• Given problem:
Starting with the line that contains "Question. Point out every instance of the green grassland" and going on through the end of the records, write those lines out again with the requests included, raising every coordinate in the answers by 55 and leaving the requests and their format samples unchanged. Leave the pictures out.

• Task data:
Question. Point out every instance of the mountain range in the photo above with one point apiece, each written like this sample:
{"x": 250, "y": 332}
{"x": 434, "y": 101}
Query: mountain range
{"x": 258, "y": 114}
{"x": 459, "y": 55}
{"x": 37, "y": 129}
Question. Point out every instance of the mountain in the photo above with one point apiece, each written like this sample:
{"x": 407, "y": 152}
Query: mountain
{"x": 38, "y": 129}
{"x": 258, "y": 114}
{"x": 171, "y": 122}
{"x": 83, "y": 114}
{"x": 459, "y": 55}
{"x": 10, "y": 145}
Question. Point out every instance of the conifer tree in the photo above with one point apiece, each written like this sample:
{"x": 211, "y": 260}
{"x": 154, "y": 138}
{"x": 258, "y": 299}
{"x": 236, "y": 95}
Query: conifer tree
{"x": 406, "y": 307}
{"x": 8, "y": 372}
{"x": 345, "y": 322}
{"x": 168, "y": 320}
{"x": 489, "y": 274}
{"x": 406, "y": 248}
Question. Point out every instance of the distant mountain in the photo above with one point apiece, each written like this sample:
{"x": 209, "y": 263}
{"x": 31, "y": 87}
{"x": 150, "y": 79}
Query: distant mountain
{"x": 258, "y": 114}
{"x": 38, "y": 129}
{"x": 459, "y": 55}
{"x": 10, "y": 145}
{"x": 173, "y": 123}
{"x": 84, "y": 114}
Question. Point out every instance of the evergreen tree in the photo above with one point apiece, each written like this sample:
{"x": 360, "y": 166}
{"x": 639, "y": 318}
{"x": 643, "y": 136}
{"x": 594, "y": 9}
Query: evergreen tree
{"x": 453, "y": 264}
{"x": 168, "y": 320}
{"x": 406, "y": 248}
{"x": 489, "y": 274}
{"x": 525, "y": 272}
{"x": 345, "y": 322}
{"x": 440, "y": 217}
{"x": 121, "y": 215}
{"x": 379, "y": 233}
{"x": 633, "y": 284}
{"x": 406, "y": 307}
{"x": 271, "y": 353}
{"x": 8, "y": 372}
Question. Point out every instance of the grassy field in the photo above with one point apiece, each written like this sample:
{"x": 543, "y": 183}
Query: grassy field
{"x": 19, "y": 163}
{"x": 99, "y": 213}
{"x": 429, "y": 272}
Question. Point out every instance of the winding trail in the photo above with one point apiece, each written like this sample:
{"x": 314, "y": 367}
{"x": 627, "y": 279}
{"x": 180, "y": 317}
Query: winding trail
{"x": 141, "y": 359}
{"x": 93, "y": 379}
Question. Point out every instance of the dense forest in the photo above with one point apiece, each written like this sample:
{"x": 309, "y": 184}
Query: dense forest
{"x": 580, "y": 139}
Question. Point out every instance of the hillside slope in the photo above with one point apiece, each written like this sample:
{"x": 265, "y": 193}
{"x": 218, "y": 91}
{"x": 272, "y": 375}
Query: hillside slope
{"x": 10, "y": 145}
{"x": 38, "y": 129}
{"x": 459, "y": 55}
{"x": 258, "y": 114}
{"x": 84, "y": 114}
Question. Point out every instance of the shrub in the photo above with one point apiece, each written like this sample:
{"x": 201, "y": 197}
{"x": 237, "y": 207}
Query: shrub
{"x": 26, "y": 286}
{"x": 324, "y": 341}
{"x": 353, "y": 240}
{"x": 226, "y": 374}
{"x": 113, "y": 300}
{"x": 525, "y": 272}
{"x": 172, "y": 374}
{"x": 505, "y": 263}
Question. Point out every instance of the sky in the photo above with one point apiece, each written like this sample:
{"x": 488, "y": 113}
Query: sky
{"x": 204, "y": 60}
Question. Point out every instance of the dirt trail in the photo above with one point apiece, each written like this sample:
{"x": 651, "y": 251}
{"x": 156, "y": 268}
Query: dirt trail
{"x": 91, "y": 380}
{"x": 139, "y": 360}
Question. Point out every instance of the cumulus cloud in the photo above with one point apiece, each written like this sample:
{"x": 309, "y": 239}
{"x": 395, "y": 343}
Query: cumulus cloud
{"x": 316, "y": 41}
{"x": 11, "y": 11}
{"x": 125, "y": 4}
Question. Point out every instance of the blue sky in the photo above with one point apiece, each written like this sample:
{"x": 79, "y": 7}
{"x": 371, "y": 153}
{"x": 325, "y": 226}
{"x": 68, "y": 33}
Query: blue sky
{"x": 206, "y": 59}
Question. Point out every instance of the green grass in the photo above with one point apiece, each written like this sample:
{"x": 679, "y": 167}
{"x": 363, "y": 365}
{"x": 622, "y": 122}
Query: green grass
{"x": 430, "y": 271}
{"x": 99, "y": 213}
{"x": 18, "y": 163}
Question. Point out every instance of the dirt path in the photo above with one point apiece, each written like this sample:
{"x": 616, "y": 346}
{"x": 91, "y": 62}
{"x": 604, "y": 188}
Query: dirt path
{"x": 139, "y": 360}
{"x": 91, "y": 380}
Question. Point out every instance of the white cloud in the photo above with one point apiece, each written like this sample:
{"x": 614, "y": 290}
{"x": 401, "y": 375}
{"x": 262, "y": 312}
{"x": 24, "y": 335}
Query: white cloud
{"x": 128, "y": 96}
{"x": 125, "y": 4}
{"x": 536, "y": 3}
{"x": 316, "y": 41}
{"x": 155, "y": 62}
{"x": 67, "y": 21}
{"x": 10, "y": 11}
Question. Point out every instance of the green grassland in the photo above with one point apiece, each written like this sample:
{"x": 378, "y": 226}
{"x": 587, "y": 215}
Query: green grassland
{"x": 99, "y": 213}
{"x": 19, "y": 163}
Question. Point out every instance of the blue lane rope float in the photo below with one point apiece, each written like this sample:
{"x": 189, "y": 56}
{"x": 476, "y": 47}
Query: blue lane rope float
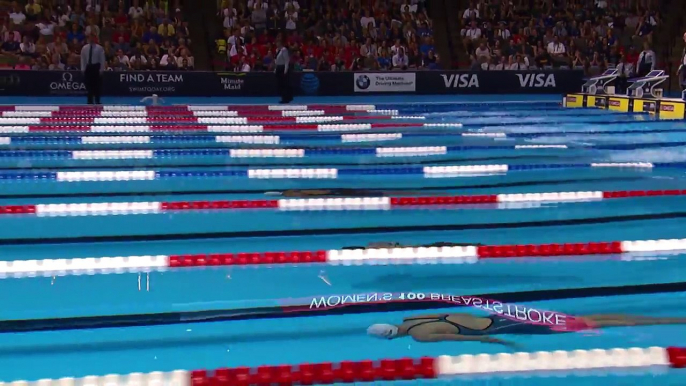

• Solved problem:
Question. Point out every instance of the green grassland in the photo above with one point apiece, each written like this sample:
{"x": 378, "y": 226}
{"x": 587, "y": 215}
Query: green grassland
{"x": 154, "y": 268}
{"x": 74, "y": 218}
Question. Point out every instance of the blue lane rope float in the photo below with one point apiece, each written like this sample:
{"x": 189, "y": 56}
{"x": 476, "y": 47}
Query: blue lane rope float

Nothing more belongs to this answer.